**Your instructions**
Can you output all the data below as a two-column CSV with the header instruction,points, putting each text in the instruction column and the answer that follows it in the points column, one pair per row? Quote every field, turn line breaks into spaces, and leave the pictures out.

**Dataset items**
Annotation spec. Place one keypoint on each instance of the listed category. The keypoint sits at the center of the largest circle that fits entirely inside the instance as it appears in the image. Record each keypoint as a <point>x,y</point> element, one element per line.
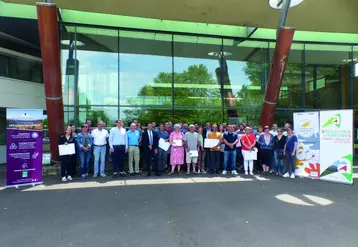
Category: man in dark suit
<point>150,142</point>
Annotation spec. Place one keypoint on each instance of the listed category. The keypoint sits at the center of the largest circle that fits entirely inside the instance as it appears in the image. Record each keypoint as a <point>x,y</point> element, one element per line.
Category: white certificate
<point>66,149</point>
<point>209,143</point>
<point>178,143</point>
<point>163,144</point>
<point>194,153</point>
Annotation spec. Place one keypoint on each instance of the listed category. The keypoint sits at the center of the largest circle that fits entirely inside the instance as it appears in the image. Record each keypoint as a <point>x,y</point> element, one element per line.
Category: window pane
<point>196,63</point>
<point>107,114</point>
<point>145,69</point>
<point>291,89</point>
<point>327,76</point>
<point>245,73</point>
<point>97,55</point>
<point>145,115</point>
<point>197,115</point>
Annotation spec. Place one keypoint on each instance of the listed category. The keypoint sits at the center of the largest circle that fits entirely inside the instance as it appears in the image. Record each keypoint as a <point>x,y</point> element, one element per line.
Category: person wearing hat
<point>192,143</point>
<point>266,149</point>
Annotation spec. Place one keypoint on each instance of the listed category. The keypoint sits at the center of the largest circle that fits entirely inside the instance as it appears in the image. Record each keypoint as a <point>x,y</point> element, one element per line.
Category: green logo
<point>336,120</point>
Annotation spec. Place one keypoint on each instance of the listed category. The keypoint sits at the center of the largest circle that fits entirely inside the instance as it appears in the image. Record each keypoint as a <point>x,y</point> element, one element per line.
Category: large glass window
<point>327,76</point>
<point>145,69</point>
<point>197,81</point>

**Output of the task**
instruction,points
"Annotation spec. Place one keypoint on each instance of the listed category. The keypoint sits at the center of the largest circle that fits entirely inside the instance as it appears in the image. Record each keypoint as a <point>x,y</point> element, one element per line. Category: man in dark suit","<point>150,142</point>"
"Annotation spec. Place one keypoint on each instance of the listed category. The keypoint sits at the center of the largest circle that fits entirely inside the instance as it appears in the image. Record each keypoint as a <point>x,y</point> element, one element per line. Category: white certificate","<point>66,149</point> <point>209,143</point> <point>178,143</point> <point>163,144</point> <point>194,153</point>"
"Annotation spec. Place one keypoint on each instance of the listed category. The keypoint sits at the center of the largest circle that fits entirely inside the instance as it appears in the image. Record each keypoint as a <point>x,y</point> element, one element per line. Category: window pane","<point>196,63</point> <point>107,114</point> <point>145,69</point> <point>291,89</point> <point>327,76</point> <point>245,73</point> <point>97,55</point> <point>145,115</point> <point>197,115</point>"
"Annotation spec. Place one keypoint on each instance of the listed category. The keypoint sits at the center of the largest circle that fits entirely inside the instance as it appears in the image. Record each keypoint as a <point>x,y</point> element, one element per line. Category: person wearing hat","<point>192,143</point> <point>266,149</point>"
"Annotation spec. Place one keypoint on each instance of the listed category. The keypoint sits at the center of the largest circle that fits entirely inside the instance as it appears in the image. Record each keypoint as a <point>x,y</point> element, one element per line. Category: green logo","<point>336,120</point>"
"Annotation spec. Place one keypoint on each instance of the listed category. The keypoint sits at the center of the largest circle that fits entirely inside the instance as it appears in the image. Record each keypoint as a <point>x,y</point> element, one element per line. Category: large glass window","<point>327,76</point> <point>145,69</point> <point>197,81</point>"